What you are asked to do. Wherever a line of the records contains "beans", copy that line.

Saved data entries:
────────────────

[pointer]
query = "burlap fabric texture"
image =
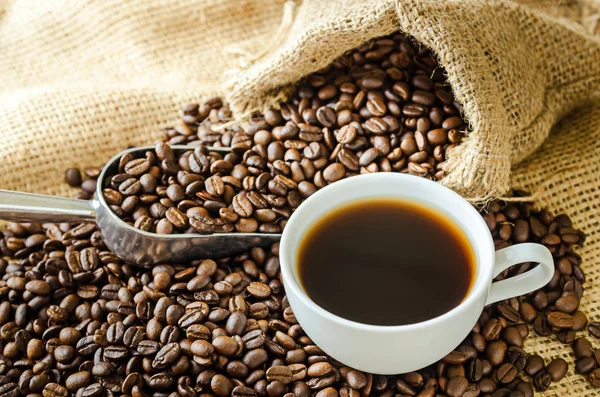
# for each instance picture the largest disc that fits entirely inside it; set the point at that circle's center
(80, 80)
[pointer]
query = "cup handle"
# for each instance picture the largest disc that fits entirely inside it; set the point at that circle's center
(525, 282)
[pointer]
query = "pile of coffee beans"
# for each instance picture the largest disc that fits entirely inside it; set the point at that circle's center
(75, 319)
(383, 107)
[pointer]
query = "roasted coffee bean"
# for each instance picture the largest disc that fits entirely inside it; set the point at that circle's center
(542, 380)
(585, 365)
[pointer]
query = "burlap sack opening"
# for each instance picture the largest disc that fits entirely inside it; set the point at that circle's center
(515, 70)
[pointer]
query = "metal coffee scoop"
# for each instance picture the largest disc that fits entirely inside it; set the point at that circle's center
(128, 243)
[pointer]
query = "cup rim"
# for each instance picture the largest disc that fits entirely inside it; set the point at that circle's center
(480, 286)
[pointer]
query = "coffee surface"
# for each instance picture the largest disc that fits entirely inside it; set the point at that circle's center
(386, 262)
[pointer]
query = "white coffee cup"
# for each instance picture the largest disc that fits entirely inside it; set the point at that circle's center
(404, 348)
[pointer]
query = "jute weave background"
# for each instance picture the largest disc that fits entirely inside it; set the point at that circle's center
(80, 80)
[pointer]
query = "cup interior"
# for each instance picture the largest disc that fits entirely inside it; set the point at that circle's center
(389, 186)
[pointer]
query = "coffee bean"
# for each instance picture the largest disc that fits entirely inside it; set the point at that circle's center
(334, 172)
(594, 329)
(78, 380)
(508, 312)
(457, 386)
(542, 380)
(585, 365)
(54, 390)
(166, 355)
(506, 373)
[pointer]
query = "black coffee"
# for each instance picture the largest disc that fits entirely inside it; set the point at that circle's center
(386, 262)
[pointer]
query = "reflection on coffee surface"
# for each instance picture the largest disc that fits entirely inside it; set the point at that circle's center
(386, 262)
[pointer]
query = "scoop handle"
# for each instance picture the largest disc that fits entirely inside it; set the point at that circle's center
(38, 208)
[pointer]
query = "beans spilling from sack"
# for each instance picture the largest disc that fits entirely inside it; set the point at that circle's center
(383, 107)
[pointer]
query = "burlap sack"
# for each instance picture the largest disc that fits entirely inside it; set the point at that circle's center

────────────────

Response box.
query = "pile of coffee beans"
query = "beans spilling from sack"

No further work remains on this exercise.